● **What the task asks**:
Extend the review of Jack Peñate's album After You past its final sentence, and keep it clearly separate from the data.

BEGIN Supplied passage

Jack Peñate: After You review – expansive third album

Jack Peñate: After You review – expansive third album. (XL)

Jack Peñate’s 2007 debut, Matinée, with its scrappy, jangly indie guitar pop, was a product of its time. Its follow-up, 2009’s Everything Is New, recalibrated the Londoner’s profile to that of a more serious, refined dance-pop artist. Following that record’s acclaim, Peñate took a step back from the limelight, and has spent the past decade learning how to produce music himself.

Indeed, his return on After You showcases Peñate’s own high-end production values (with some help from Paul Epworth, Inflo and Alex Epton). This isn’t a release that bows to zeitgeisty sounds, but instead aims, in somewhat hit-and miss-fashion, at timeless songwriting. The sprawling cosmic delicacy of Loaded Gun feels reminiscent of Bowie; the Beatles are referenced at their most spiritual via slightly eye-roll-inducing sitar on the otherwise sweet Cipralex.

END Supplied passage
BEGIN Data provided

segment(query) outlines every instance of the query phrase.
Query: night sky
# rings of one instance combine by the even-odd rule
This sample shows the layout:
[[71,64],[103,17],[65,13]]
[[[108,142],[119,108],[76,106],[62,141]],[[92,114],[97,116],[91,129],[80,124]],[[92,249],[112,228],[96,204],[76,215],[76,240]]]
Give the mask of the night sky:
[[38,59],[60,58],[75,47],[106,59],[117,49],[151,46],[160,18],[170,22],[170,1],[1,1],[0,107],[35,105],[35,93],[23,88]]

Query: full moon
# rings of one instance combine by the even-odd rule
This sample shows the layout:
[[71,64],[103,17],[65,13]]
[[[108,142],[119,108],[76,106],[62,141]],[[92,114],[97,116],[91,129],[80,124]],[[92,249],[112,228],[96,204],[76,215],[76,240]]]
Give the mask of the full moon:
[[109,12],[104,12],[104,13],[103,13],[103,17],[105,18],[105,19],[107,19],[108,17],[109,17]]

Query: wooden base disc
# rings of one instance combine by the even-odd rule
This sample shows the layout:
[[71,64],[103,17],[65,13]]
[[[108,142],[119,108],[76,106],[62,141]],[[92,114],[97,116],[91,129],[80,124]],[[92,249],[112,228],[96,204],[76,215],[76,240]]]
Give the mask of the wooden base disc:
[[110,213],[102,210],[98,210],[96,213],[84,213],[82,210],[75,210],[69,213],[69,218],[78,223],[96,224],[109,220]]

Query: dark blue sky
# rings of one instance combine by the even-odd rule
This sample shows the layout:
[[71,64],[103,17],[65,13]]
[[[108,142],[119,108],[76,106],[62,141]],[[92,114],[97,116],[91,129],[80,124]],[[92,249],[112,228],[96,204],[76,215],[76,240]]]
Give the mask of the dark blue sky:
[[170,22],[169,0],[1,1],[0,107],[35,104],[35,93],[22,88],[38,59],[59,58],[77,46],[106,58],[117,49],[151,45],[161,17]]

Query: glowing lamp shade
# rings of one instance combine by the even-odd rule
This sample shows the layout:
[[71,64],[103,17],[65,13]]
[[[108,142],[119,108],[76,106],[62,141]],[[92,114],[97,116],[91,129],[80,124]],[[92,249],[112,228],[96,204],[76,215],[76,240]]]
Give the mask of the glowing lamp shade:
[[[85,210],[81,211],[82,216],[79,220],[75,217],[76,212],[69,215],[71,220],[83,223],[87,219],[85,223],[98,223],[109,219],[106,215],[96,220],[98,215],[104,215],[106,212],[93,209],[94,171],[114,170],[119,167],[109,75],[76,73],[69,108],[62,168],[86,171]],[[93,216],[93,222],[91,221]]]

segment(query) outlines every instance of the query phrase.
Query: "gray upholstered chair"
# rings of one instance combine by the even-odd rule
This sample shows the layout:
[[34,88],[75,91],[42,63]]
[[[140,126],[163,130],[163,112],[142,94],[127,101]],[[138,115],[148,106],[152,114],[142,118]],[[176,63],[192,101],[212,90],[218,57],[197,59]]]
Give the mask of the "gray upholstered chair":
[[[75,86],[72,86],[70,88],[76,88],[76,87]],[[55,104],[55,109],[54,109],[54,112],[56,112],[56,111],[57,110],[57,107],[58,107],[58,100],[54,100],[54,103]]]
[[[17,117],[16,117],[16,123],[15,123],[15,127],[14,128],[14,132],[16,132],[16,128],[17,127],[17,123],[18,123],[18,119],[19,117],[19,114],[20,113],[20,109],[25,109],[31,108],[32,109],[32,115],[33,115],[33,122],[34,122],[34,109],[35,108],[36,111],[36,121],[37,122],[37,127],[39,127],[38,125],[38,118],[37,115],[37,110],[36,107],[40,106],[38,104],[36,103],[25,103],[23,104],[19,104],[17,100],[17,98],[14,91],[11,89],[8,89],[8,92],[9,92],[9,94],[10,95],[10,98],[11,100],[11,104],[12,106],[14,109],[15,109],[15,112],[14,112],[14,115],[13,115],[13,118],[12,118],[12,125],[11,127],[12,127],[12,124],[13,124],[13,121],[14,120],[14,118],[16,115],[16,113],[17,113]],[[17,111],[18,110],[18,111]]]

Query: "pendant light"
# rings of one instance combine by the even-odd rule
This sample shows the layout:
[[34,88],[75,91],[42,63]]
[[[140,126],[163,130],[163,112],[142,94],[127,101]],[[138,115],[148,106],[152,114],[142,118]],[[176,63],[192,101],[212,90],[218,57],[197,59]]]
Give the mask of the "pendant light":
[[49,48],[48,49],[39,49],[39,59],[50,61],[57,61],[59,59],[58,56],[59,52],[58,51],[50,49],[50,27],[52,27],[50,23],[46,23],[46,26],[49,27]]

END Data provided

● **Response to the exercise**:
Amid melancholy introspection are propulsive splashes of gospel, glossy strings and sax, plush,airy keys and intricate percussion nodding to jungle and acid house; and a reading of a poem by Mervyn Peake – Peñate’s grandfather – over beautifully ornate piano on Gemini. Broadly speaking, After You succeeds as a rich, expansive set of sophisticated classic pop – but, unlike Peñate’s early work, it feels somewhat irrelevant to 2019.